> Textauszug:
'''
Den Rechtsruck auch in den Betrieben stoppen

Von Gerhard Klas | 16.10.2025

„Betriebsräte im Visier – Arbeitsunrecht stoppen, demokratische Gegenmacht stärken“ – unter diesem Motto trafen sich am 11. Oktober knapp achtzig Gewerkschaftsaktive und Betriebsrät:innen von IGM, ver.di, EVG und IGBCE im Mannheimer Gewerkschaftshaus zur 12.Bundeskonferenz. Der gesellschaftliche Rechtsruck, der sich auch auf die Arbeitswelt auswirkt – von rechten Betriebsratslisten bis hin zum staatlichen Angriff auf den 8-Stunden-Tag –, war Thema.

Die Durchsetzung eines „Rechts des Stärkeren“ werde zur menschenverachtenden Normalität, heißt es in der Entschließung der Konferenz. „Vor diesem Hintergrund verstärken sich die Attacken von Firmenleitungen nicht nur auf demokratische Interessenvertretungen wie Betriebs- oder Personalräte, sondern auch auf die gewerkschaftliche Organisierung in der Arbeitswelt.“

Dem Rechtsruck zum Trotz präsentierten sich auf der Mannheimer Konferenz direkt zu Beginn acht Kolleg:innen von Nora Systems, dem Weltmarktführer für PVC-freie Bodenbeläge aus Weinheim. Sie stehen für ein gewerkschaftliches und betriebliches Erfolgsmodell, in dem es keinen Platz für bekennende Rechtsextreme und Union Busting gibt.
'''
> Vorliegende Angaben:
'''
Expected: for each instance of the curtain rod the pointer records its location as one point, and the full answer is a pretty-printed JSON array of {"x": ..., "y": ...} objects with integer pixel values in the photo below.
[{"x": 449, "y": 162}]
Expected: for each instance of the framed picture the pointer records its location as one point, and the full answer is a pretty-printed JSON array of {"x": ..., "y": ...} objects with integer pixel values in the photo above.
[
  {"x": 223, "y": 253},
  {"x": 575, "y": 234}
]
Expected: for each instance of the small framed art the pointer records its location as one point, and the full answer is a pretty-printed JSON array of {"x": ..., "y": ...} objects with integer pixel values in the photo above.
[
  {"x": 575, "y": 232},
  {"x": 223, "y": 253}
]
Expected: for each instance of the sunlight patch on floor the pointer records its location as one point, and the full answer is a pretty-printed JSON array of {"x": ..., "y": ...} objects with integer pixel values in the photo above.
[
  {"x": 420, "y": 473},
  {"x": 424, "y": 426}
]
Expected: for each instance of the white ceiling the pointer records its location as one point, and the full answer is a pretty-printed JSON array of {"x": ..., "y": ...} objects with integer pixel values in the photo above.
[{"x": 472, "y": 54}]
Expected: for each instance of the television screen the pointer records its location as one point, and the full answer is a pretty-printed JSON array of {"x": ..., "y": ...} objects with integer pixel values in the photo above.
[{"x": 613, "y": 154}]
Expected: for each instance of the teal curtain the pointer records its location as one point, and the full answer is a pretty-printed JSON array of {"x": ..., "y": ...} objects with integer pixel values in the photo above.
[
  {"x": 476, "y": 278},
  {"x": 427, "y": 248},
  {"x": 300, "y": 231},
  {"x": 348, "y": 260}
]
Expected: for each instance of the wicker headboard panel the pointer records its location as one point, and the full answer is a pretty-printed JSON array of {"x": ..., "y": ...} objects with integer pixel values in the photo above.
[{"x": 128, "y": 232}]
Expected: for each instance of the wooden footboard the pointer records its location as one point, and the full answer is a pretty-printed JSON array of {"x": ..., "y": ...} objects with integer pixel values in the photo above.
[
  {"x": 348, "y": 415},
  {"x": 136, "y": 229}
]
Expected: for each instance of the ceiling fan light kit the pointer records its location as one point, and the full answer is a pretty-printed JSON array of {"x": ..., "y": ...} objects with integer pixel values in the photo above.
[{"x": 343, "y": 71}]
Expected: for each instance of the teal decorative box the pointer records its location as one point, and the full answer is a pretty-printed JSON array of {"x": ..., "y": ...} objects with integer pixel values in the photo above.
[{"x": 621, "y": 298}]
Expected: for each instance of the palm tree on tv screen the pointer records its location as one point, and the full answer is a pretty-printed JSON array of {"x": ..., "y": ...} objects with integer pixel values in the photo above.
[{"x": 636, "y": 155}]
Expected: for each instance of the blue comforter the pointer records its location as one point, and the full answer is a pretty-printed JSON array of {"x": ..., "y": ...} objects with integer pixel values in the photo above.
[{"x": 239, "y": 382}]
'''
> Aufgabenstellung: Setze den Bericht über die Gewerkschaftskonferenz in Mannheim im Anschluss an seinen letzten Satz fort. Die Auflistung hat mit dem Bericht über die Gewerkschaftskonferenz in Mannheim nichts zu tun.

> Ergebnis:
Vorzeigebetrieb Nora Systems

Früher hat die Geschäftsführung die Belegschaft terrorisiert, sie wollte Betriebsräte mit Hilfe von Verdachtskündigungen und anderen Schikanen rausekeln. Doch seit 2022 haben gewerkschaftliche Kolleg:innen in dem Mitbestimmungs-Gremium die Mehrheit. Sie trainieren und fördern sich gegenseitig, wollen die Hierarchien zwischen BR-Vorstand und einfachen Mitgliedern so flach wie möglich halten. Und das auch der Geschäftsführung vermitteln: Wenn ihr einen angreift, greift ihr alle an.

Die beiden Vorsitzenden des 13köpfigen Gremiums lehnen auch viele Privilegien ab, die mit einem solchen Amt einhergehen: zum Beispiel ihre Autos auf dem Parkplatz der Geschäftsführung zu parken – sie nehmen wie alle anderen den langen Weg vom einfachen Mitarbeiterparkplatz. Auch die Softdrinks, die von der Geschäftsleitung dem Betriebsratsbüro spendiert werden, wollen sie nicht haben, solange die Kolleg:innen in der Produktion nur Wasser angeboten bekommen. Firmenjubiläen werden jetzt für alle mit gleichem Budget ausgerichtet – früher gab es eklatante Unterschiede: Brötchen für Jubilare aus der Produktion, Spitzenküche für Vertriebsleiter.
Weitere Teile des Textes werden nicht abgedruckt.